Goal> Count the lines in the material below that contain the word "crane". Reply with the number alone.

Dataset records>

*****

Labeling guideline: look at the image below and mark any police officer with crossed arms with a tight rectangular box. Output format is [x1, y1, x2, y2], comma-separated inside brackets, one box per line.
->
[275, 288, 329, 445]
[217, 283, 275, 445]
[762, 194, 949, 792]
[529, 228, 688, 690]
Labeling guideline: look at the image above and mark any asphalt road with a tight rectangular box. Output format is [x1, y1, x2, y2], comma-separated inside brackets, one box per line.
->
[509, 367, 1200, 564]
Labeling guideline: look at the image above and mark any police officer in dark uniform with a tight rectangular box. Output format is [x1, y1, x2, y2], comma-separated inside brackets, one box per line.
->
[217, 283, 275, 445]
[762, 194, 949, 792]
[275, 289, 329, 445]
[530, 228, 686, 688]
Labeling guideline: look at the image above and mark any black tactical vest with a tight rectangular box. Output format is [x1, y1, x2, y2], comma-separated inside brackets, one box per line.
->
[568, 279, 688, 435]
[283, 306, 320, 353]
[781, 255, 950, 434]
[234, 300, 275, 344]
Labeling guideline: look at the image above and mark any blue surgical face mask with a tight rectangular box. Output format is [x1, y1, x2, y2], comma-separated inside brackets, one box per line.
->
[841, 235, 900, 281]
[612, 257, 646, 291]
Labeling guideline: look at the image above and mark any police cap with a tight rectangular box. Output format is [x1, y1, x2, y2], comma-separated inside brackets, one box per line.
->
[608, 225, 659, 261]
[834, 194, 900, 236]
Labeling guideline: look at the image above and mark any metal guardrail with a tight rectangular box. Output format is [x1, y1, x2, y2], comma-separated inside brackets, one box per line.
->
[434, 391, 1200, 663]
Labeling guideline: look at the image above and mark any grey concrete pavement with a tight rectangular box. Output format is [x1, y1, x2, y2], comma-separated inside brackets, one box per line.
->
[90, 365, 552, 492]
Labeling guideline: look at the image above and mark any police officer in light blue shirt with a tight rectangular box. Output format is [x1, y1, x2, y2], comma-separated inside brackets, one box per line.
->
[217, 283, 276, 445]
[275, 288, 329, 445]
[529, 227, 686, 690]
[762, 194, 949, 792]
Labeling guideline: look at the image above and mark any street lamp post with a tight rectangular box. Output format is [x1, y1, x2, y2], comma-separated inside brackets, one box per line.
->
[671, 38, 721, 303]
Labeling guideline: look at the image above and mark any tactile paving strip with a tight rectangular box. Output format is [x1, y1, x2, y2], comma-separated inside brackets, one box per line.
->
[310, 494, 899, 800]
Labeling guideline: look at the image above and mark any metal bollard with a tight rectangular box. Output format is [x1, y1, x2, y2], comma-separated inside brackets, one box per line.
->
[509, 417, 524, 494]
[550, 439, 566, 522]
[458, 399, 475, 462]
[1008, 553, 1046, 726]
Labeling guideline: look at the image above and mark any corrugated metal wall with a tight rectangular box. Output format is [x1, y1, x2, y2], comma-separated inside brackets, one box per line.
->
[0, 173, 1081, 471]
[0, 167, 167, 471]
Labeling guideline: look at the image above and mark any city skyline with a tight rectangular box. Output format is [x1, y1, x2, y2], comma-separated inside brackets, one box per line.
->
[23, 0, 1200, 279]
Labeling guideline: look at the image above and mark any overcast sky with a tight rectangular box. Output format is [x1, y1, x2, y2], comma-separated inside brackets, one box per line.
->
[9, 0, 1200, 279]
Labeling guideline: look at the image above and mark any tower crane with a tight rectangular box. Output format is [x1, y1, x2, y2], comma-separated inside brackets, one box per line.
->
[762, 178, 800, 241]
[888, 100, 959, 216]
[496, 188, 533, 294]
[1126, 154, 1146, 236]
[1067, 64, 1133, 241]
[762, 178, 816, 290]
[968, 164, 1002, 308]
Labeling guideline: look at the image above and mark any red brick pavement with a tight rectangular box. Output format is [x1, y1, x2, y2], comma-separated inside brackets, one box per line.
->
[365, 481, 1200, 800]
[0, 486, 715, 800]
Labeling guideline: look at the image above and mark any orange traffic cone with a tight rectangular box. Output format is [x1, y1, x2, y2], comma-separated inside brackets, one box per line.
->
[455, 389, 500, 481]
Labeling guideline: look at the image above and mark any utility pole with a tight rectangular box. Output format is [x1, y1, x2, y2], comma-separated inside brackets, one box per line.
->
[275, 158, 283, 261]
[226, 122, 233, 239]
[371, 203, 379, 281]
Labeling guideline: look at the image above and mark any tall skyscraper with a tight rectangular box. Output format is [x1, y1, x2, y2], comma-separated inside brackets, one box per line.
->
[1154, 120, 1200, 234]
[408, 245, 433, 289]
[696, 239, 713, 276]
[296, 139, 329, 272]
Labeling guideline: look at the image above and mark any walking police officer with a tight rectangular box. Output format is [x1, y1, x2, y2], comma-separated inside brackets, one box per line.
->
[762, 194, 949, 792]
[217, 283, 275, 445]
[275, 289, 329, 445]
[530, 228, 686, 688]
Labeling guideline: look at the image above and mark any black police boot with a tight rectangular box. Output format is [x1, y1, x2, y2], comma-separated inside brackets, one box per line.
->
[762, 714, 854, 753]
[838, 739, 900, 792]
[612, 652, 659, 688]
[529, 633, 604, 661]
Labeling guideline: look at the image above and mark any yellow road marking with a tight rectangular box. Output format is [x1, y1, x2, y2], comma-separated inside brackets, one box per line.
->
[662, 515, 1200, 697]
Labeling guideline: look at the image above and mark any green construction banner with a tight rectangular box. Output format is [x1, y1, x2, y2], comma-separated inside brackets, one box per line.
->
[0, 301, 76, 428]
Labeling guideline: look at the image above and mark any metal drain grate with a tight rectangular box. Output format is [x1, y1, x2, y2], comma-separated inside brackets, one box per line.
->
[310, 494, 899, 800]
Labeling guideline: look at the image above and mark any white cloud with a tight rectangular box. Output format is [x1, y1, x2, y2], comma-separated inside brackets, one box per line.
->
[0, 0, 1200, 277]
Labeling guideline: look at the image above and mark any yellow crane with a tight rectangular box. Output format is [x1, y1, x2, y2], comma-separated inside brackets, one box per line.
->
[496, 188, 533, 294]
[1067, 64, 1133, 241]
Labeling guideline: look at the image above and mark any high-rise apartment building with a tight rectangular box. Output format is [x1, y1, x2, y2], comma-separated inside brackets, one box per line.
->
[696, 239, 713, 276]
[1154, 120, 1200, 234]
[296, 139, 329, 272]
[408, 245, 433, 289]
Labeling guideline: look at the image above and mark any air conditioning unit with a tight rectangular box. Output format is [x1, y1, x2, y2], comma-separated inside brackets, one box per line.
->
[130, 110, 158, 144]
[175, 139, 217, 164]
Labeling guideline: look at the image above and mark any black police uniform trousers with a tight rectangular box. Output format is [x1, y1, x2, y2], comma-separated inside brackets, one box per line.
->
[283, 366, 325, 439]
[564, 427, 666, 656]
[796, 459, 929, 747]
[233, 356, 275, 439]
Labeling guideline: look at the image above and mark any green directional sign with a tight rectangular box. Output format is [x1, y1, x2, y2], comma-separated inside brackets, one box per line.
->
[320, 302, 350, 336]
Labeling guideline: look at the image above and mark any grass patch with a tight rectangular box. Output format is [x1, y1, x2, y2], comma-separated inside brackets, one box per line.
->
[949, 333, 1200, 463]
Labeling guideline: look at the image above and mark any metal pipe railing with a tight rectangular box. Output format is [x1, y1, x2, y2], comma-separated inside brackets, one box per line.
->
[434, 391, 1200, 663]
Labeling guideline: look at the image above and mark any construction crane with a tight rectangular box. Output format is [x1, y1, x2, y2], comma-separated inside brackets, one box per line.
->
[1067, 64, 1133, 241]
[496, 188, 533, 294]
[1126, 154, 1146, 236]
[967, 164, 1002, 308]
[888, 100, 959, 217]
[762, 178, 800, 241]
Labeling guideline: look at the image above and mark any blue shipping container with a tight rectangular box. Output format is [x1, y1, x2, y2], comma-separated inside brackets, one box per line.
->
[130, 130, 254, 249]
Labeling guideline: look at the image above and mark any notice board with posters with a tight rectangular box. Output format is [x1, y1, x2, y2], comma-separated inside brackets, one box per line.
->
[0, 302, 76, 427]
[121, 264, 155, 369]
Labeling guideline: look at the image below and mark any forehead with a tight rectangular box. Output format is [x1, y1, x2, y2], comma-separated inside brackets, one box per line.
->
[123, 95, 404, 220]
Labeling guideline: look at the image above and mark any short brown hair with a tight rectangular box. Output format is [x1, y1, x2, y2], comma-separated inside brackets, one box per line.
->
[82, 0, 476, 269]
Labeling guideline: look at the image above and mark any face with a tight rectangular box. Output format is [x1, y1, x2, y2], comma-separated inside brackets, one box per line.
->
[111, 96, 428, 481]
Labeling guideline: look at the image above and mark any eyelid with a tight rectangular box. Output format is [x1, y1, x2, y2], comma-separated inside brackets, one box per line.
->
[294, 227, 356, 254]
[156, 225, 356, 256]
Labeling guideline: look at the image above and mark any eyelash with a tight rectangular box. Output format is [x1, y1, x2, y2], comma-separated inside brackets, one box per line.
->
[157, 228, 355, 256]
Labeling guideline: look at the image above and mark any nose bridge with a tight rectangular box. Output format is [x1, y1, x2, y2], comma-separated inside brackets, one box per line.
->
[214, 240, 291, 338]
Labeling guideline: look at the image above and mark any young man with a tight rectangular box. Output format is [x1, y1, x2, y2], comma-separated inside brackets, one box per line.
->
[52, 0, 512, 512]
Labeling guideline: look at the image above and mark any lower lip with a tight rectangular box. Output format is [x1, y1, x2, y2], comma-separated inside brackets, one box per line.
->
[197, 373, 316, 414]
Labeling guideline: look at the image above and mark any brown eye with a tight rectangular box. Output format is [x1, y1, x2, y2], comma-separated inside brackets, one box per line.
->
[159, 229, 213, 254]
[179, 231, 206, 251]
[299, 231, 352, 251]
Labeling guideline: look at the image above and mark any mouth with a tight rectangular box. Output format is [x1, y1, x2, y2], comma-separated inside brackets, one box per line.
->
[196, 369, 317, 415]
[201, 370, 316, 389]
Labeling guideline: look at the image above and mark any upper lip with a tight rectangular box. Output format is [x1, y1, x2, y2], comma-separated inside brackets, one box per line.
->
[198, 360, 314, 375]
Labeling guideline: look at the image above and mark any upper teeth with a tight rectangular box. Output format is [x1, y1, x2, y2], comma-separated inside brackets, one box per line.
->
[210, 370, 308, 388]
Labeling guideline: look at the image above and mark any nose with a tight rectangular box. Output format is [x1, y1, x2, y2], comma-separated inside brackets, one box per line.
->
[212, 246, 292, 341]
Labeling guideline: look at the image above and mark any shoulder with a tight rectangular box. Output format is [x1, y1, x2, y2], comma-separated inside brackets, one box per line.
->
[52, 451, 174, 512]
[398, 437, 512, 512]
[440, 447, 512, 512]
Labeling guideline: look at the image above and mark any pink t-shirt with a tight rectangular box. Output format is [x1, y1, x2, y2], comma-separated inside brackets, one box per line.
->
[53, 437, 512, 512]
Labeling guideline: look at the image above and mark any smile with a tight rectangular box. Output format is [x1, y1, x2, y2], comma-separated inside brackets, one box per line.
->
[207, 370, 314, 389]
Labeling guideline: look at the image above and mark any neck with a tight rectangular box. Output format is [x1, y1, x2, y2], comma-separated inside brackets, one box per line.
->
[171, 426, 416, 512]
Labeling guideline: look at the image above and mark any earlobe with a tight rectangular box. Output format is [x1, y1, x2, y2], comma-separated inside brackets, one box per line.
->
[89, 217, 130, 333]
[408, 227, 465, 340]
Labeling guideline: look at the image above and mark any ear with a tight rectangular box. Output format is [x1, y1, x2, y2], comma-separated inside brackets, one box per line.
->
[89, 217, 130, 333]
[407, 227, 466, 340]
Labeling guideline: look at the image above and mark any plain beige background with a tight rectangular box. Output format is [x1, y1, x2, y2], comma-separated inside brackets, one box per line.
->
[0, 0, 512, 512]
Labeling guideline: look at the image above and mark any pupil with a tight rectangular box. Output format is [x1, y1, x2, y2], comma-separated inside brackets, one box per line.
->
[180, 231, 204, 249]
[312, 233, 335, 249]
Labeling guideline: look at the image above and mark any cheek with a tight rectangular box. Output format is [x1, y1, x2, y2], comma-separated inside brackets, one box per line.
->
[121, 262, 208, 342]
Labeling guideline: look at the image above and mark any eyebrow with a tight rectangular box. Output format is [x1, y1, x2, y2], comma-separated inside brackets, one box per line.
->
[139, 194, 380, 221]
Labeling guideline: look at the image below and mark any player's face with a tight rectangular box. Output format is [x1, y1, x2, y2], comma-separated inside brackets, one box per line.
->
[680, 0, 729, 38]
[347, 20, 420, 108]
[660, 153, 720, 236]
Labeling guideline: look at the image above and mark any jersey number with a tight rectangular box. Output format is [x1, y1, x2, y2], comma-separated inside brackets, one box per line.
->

*****

Response for this exercise> 3